Dataset rows:
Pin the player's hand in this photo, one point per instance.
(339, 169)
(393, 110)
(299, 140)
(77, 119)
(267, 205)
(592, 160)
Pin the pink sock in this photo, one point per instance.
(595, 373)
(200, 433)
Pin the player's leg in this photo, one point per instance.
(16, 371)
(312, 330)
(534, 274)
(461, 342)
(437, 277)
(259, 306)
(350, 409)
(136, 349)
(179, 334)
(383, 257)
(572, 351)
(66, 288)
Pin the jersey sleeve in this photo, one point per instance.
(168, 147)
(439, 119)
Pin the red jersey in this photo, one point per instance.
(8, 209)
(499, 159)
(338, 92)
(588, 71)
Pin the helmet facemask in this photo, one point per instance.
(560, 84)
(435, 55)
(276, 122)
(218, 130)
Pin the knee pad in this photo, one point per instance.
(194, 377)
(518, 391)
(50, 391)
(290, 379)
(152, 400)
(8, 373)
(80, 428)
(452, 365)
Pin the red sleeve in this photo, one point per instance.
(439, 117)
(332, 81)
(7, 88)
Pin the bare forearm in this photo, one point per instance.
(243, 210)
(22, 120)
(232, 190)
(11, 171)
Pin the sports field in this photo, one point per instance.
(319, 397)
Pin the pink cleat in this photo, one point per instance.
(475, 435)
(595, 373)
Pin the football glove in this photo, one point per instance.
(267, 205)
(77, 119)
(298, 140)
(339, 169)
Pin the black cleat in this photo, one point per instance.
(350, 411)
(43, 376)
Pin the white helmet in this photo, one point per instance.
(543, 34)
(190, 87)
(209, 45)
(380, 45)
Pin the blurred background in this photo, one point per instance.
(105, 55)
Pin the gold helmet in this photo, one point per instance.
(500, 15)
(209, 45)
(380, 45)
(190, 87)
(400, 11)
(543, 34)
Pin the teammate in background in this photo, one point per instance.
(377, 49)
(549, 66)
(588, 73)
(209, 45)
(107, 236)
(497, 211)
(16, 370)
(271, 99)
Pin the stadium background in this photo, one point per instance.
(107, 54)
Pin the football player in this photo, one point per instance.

» INSTRUCTIONS FOR THE TASK
Rewrite all of the records with every occurrence of "helmet" changed to "headgear", leaving everything else untouched.

» FINAL RESULT
Pin the player's hand in this photo, one point per instance.
(339, 169)
(393, 110)
(299, 140)
(77, 119)
(267, 205)
(592, 160)
Pin the pink sock in this photo, one point per instance.
(595, 373)
(200, 433)
Pin the player's leg in this photo, one point per instance.
(16, 371)
(312, 330)
(534, 274)
(461, 342)
(437, 277)
(259, 306)
(350, 409)
(136, 349)
(179, 334)
(383, 257)
(572, 351)
(66, 288)
Pin the jersey sleeve in this photo, one point per instance.
(168, 147)
(439, 119)
Pin the red jersey in this photo, one point per instance.
(8, 209)
(499, 159)
(338, 92)
(588, 71)
Pin the headgear facemask in this photo, one point per instance.
(560, 84)
(435, 55)
(276, 122)
(218, 130)
Pin the knee pad in this photo, one point per instance.
(194, 377)
(518, 391)
(50, 391)
(290, 379)
(152, 400)
(8, 373)
(80, 428)
(452, 365)
Pin the red sleeve in this photo, one point per instance.
(439, 117)
(332, 81)
(7, 88)
Pin the bare forearm in this photo, one point per instance.
(243, 210)
(22, 120)
(232, 190)
(11, 171)
Pin the sports field in this photo, one point per instance.
(319, 397)
Pin the pink cleat in this photo, one point per instance.
(475, 435)
(595, 373)
Pin the football glove in this photo, one point per instance.
(267, 205)
(77, 119)
(298, 140)
(339, 169)
Pin the black cleat in this photo, one point per instance.
(350, 411)
(43, 376)
Pin the white headgear in this photo, one point per instance.
(543, 34)
(190, 87)
(209, 45)
(380, 45)
Pin the blurred background in this photo, one point per instance.
(105, 55)
Pin the gold headgear in this photo, one point per instance.
(500, 15)
(209, 45)
(380, 45)
(190, 87)
(400, 11)
(543, 34)
Pin the teammate in background in this photo, one point per instance.
(377, 49)
(549, 66)
(588, 73)
(209, 45)
(107, 236)
(497, 211)
(16, 370)
(271, 99)
Pin the stadium background in this photo, one point per instance.
(107, 54)
Pin the football player in this photo, one point per instance.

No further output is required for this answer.